■ The request
Retype every entry below verbatim, line for line, and omit the pictures from your output.
--- BEGIN ---
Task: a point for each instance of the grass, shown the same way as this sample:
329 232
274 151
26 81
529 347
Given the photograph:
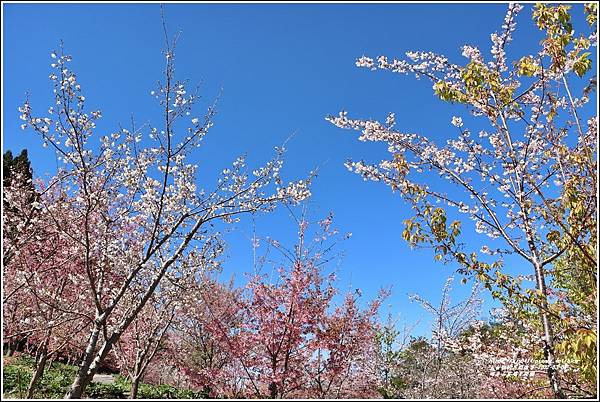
--- END ---
■ Answer to the exercise
Task: a point for each instance of the grass, shown the same way as this sample:
329 232
274 151
26 81
529 347
Given the photograph:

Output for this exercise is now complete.